** Region pointing data **
————————
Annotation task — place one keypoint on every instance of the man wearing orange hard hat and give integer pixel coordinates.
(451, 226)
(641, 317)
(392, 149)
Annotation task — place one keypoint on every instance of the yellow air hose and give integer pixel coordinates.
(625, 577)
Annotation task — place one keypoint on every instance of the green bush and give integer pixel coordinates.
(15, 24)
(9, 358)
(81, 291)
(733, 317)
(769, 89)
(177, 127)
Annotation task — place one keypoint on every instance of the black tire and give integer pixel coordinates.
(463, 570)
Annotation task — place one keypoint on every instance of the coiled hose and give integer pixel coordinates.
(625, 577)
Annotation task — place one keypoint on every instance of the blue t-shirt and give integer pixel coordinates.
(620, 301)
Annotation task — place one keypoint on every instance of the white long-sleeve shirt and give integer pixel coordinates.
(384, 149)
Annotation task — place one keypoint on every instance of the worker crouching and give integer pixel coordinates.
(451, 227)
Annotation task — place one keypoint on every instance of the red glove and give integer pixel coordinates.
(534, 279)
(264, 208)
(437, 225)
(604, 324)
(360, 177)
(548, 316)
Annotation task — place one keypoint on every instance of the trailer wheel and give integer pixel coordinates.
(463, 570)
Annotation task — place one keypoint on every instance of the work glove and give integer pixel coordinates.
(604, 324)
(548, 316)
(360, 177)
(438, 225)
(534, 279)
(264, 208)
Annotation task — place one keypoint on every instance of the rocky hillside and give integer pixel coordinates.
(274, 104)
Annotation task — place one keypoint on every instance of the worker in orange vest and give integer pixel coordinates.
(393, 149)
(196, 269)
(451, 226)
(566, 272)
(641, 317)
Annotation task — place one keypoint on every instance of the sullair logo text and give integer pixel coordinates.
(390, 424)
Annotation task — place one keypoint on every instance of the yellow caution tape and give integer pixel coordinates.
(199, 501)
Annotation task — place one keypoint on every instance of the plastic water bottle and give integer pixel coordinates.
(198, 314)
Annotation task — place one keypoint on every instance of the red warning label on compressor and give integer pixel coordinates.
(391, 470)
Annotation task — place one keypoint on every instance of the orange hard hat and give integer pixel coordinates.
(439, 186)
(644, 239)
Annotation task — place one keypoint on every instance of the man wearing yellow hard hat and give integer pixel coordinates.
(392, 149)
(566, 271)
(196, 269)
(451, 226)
————————
** ACTION ITEM **
Go through the data above and transcribe every entry exactly.

** OUTPUT **
Annotation task — place one keypoint on every instance of the man wearing orange hard hat and give integer pixel coordinates.
(451, 226)
(641, 317)
(392, 149)
Annotation task — place one keypoint on every instance of the yellow air hose and give integer pixel coordinates.
(625, 577)
Annotation task — place one keypoint on every instance of the green bush and give integer pixel coordinates.
(15, 24)
(9, 358)
(81, 291)
(733, 317)
(769, 89)
(177, 127)
Annotation task — place one keypoint on every instance of the black tire and give integer pixel coordinates.
(463, 570)
Annotation task — place one keypoint on every instance of the coiled hose and give integer pixel coordinates.
(625, 577)
Annotation task — place one keypoint on every instance of the blue t-shirt and give integer pixel coordinates.
(620, 301)
Annotation task — place one keypoint on every instance of the white long-sleeve shirt and give integer pixel coordinates.
(384, 149)
Annotation task — place one keypoint on every instance of the worker crouching and give integer pixel coordinates.
(451, 227)
Annotation task — place one keypoint on every instance of the red glove and give integer pixel coordinates.
(534, 279)
(264, 208)
(437, 225)
(604, 324)
(360, 177)
(548, 316)
Annotation task — place one keypoint on every instance of the trailer wheel and give integer pixel coordinates.
(463, 570)
Annotation task — place one keypoint on every instance of the work glove and give integer pixel coordinates.
(604, 324)
(548, 316)
(360, 177)
(438, 225)
(534, 279)
(264, 208)
Annotation task — place one keypoint on every instance of the rocky hillside and give integer pixel coordinates.
(274, 104)
Annotation task — place one keypoint on every instance of the worker in orange vest and give integer pixel coordinates.
(393, 149)
(196, 269)
(451, 226)
(566, 272)
(641, 317)
Annotation task — place one keypoint on every instance of the sullair logo text and give integer pixel coordinates.
(390, 424)
Annotation task — place one keypoint on every instance of the yellow caution tape and give integer pixel coordinates.
(199, 501)
Annotation task — place one keypoint on every instance of the plastic water bottle and give integer pixel coordinates.
(198, 314)
Annotation task — place one keypoint on every instance of the red warning label on compressor and give integer pixel coordinates.
(391, 470)
Annotation task — place one keypoint on every instance of the orange hard hat and give integer pixel coordinates.
(439, 186)
(644, 239)
Annotation task — place one keypoint on every instance of the man wearing yellow hard hat and give integer pixel coordinates.
(392, 149)
(566, 271)
(196, 269)
(451, 226)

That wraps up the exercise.